Extracted data entries |
◇ ◇ ◇ ◇ ◇

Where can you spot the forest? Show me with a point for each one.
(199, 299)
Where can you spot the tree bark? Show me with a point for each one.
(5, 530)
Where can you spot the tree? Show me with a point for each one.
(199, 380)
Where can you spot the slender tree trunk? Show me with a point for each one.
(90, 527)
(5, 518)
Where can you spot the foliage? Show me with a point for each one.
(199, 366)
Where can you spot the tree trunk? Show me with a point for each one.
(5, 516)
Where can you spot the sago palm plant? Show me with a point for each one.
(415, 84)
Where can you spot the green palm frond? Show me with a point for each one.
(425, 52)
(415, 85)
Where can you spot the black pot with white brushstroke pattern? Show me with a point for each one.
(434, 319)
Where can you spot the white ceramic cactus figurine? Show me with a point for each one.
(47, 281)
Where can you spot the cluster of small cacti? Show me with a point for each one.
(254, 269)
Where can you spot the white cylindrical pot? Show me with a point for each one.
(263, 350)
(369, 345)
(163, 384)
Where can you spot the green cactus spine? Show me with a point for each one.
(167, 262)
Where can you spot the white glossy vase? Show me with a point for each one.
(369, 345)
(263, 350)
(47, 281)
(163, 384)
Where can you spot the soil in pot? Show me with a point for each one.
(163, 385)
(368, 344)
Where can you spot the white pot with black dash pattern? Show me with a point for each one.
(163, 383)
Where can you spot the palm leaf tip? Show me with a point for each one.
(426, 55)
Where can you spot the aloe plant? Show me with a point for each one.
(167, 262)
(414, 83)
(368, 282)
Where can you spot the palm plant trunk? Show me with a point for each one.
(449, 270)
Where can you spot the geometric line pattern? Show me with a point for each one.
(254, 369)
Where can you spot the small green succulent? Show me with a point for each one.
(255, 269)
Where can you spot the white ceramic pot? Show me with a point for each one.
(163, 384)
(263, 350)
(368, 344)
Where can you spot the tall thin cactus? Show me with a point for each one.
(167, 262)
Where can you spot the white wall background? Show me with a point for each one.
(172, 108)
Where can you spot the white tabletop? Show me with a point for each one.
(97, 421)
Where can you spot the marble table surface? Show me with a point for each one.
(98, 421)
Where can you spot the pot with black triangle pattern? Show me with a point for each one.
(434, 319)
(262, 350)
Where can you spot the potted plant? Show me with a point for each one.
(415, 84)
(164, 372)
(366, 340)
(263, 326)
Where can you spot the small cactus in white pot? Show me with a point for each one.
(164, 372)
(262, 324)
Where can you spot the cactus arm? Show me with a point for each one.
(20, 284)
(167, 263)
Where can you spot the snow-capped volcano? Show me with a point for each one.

◇ ◇ ◇ ◇ ◇

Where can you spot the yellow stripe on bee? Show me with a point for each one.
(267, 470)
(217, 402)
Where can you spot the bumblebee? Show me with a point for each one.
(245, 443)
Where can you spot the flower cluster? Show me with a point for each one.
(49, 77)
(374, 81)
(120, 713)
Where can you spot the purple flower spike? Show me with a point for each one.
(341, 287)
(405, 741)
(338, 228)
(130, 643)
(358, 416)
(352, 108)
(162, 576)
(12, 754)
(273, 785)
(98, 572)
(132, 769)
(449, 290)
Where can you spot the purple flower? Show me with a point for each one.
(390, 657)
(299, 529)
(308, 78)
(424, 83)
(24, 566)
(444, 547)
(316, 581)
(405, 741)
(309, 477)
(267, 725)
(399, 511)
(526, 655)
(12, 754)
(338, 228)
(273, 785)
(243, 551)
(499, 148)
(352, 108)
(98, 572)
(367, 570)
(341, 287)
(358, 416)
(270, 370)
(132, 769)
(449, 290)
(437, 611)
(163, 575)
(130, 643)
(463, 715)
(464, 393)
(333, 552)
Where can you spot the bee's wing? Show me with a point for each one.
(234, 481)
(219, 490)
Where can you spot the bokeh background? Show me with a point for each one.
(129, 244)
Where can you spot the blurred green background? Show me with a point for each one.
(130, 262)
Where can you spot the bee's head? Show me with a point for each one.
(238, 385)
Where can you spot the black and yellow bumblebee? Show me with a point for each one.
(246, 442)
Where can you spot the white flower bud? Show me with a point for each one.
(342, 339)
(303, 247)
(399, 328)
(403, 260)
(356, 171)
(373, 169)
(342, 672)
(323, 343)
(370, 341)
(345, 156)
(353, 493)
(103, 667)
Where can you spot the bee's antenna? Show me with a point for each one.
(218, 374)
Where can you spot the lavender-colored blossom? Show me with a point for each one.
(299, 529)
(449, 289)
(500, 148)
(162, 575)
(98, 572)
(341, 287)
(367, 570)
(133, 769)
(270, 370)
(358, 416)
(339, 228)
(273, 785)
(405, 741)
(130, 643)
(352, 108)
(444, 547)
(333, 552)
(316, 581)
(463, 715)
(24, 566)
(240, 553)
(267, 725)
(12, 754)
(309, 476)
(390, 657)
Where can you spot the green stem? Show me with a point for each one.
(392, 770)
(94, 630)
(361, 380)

◇ ◇ ◇ ◇ ◇

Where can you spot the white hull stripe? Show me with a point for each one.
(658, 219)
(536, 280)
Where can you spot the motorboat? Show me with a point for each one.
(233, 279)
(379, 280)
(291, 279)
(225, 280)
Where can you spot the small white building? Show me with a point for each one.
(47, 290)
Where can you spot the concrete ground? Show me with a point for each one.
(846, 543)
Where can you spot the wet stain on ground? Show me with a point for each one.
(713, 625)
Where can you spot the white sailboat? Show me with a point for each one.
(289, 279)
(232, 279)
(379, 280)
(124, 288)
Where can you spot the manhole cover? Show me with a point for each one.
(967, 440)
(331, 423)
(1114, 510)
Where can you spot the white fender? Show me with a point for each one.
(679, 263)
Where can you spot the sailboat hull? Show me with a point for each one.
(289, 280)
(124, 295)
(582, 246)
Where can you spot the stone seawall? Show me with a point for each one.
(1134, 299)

◇ ◇ ◇ ◇ ◇

Directions | Every line from the line containing "Where can you spot the aloe" through the line containing "Where can you spot the snow-capped" in the records above must be retyped exactly. Leave out the rest.

Solution to this problem |
Where can you spot the aloe plant? Show me with a point for each one.
(167, 262)
(414, 83)
(368, 282)
Where can you spot the palm plant trunk? Show me with a point for each one.
(449, 270)
Where can you spot the geometric line pattern? Show me with a point for each one.
(254, 369)
Where can you spot the small green succulent? Show me with a point for each one.
(255, 269)
Where can you spot the white ceramic pot? Show me with a point for each one.
(163, 384)
(263, 350)
(368, 344)
Where can you spot the tall thin cactus? Show me with a point for each one.
(167, 262)
Where can you spot the white wall background? Show me with a point for each one.
(172, 108)
Where can you spot the white tabletop? Show me with a point for each one.
(97, 421)
Where can you spot the marble table surface? Show me with a point for each one.
(98, 421)
Where can you spot the pot with black triangle pattern? Show me with a point for each one.
(434, 319)
(262, 350)
Where can you spot the potted plant? Show me with a point for each one.
(415, 84)
(164, 372)
(366, 340)
(263, 326)
Where can you spot the small cactus in white pot? Show me with a point for each one.
(164, 372)
(262, 324)
Where can you spot the cactus arm? Show me with a point for each one.
(20, 284)
(167, 263)
Where can you spot the snow-capped volcano? Show me with a point for each one.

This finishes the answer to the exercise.